[THE TASK]
Write the next part of the finite element lecture transcript, starting right after its last sentence.

Meet the Instructors
Krishna Garikipati, Ph.D.Professor of Mechanical Engineering, College of Engineering - Professor of Mathematics, College of Literature, Science and the Arts
Let me pull all this together and write it in a very simplified manner.
Okay, so what we have
here is c transpose Kd
equals c transpose F.
Okay.
This is close to the final form of our
finite element equations in matrix-vector form.
Okay?
But there's one other important step we need to take here.
Which is, to recognize that this vector of weighting function,
degrees of freedom, actually does interpolate the weighting function.
Right. So recall that in each element,
we had wh of e equals sum over A,
NA cAe going back just briefly
momentarily actually to our local
element numbering system for
the c degrees of freedom.
Okay.
Also recall that our weak form,
our statement of the weak form is the following,
right, in much abbreviated,
in a much abbreviated version it was defined
belonging to S such that, St is short for such that.
For all wh belonging to V, and I'm sorry,
these are both, that's Sh and Vh, right, right?
For all wh belonging to Vh the following integral holds,
the following equation holds, right?
So this is our weak form again, yet again.
Okay.
What we've done now is essentially reduced that integral
weak form to the equation at the top of the slide.
Okay? In matrix-vector form.
All right?
So, and let me, yet again, state that here.
All these statements, while, while a little superfluous,
are repetitive definitely, are useful to drive home points.
So we, we make them repeatedly.
All right.
So, that is our matrix-vector weak form, and the important thing
that I want to point out is that this holds for all wh belong to Vh.
My question to you now is that,
what is it in the matrix-vector weak form that represents wh?
Remember, using basis functions, finite dimension basis functions,
we've gone from this integral form at the bottom of the slide,
the last equation on the slide which involved fillings.
To matrix-vector form which involves just degrees of freedom for matrices for
vectors, and we have entries for matrices.
So in that setting, what is it that represents wh?
Okay?
Essentially, what represents wh is the following.
This equation of ours is completely equivalent to
our statement at the top of the slides.
C transpose Kd equals
c transpose F.
When we realize that this has to hold for all c, right?
Belonging to this R nel space.
After all is just a vector with nel entries, okay?
It is when we specify that our matrix-vector weak form must hold for
all c, right?
Because all c belonging to this nel degree of sorry, this nel dimensional space
that we are essentially imposing the same requirement as we do here.
Why is this?
It is because the c of degrees of freedom which interpolate the weighting functions.
If our weak form has to go for all weighting functions belonging to Vh,
we've already fixed the functional form of Vh by choosing particular polynomial basis
functions.

[DATA SEGMENT]

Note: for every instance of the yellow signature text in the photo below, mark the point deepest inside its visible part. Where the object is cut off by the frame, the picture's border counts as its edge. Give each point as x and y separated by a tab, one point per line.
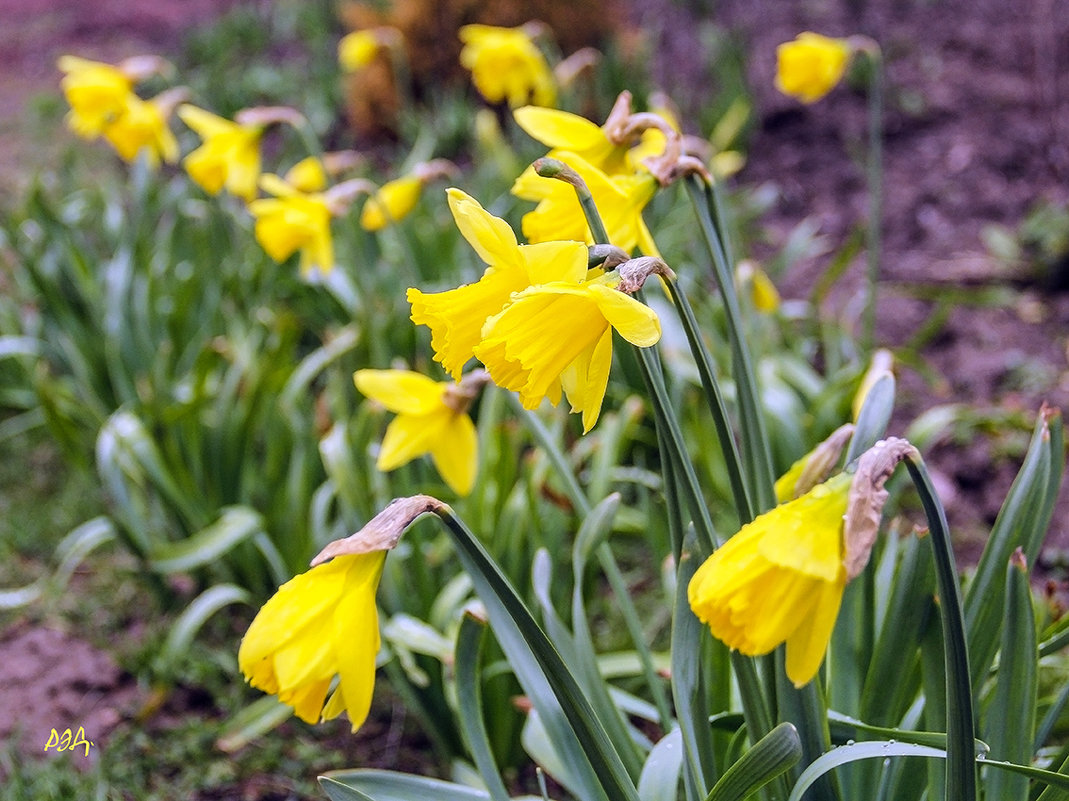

[THE RESPONSE]
All right? Or by choosing certain basis functions.
That degree of arbitrariness which must still hold within the space Vh
is insured if we require, that the matrix-vector weak form holds for
all c belonging to this nel dimensional space.
Okay, well, but if this is, if this is the case, it is clear therefore
that this can only hold if Kd equals F.
There's a formal way of demonstrating that, and
this just involves moving everything to the left-hand side,
and then considering what forms c can possibly have,
all the forms that c can possibly have and discovering that this must be the case.
Okay. We can make that, that rigorous argument
if you need to, if we need to, but I think it's pretty clear why, why this works.
Okay, so, this is the final form of our final, for, for
our finite element equations, okay?
FE short for finite element.
Right.
Remarks.
Okay.
The first remark I want to make is that the matrix K that you have
in front of you or probably in your notes is symmetric.
It's positive definite.
Okay.
Furthermore, it has abandoned, so-called tridiagonal structure.
With [SOUND] banded,
tridiagonal structure.
Okay.
The symmetry comes from the fact.
Symmetry from the fact that the term of the weak form which
gave rise to our matrix K has this sort of structure.
Right?
Where this is our stress.
Okay.
So if you look at this integral as a as an object called a functional in w and u.
It is bilinear, okay?
Furthermore, it remains unchanged if we just swap the places of w and u, okay?
Right? So the reason this thing is symmetric is
because we have this term in the weak form and
we could very well interchange those two positions, right?
Wh and.
Okay?
This is what makes our final K matrix symmetric as well.
If we were working with a different set of equations which, for some reason,
did not give us this form of an integral where wh and
could be interchanged, and still have the same meaning, right?
And, and still have the same integral,
then we would not have a symmetric matrix K.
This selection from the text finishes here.